■ Task instructions: Output all of the data below without changing a word, and exclude the pictures.

━━━━━ The records

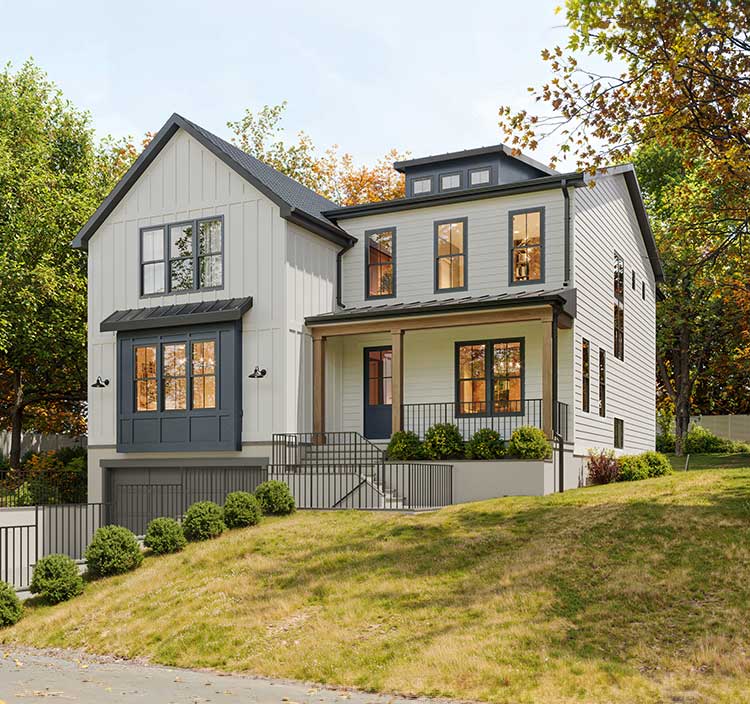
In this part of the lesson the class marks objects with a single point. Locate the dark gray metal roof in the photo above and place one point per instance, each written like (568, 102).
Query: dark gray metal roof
(177, 314)
(565, 297)
(468, 153)
(296, 202)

━━━━━━━━━━

■ Exercise solution:
In this part of the lesson the class marks objects with a single point. Locate the dark gray metal roof in the photo above and place one point per instance, each written like (568, 102).
Query: dark gray metal roof
(177, 314)
(565, 297)
(468, 153)
(296, 202)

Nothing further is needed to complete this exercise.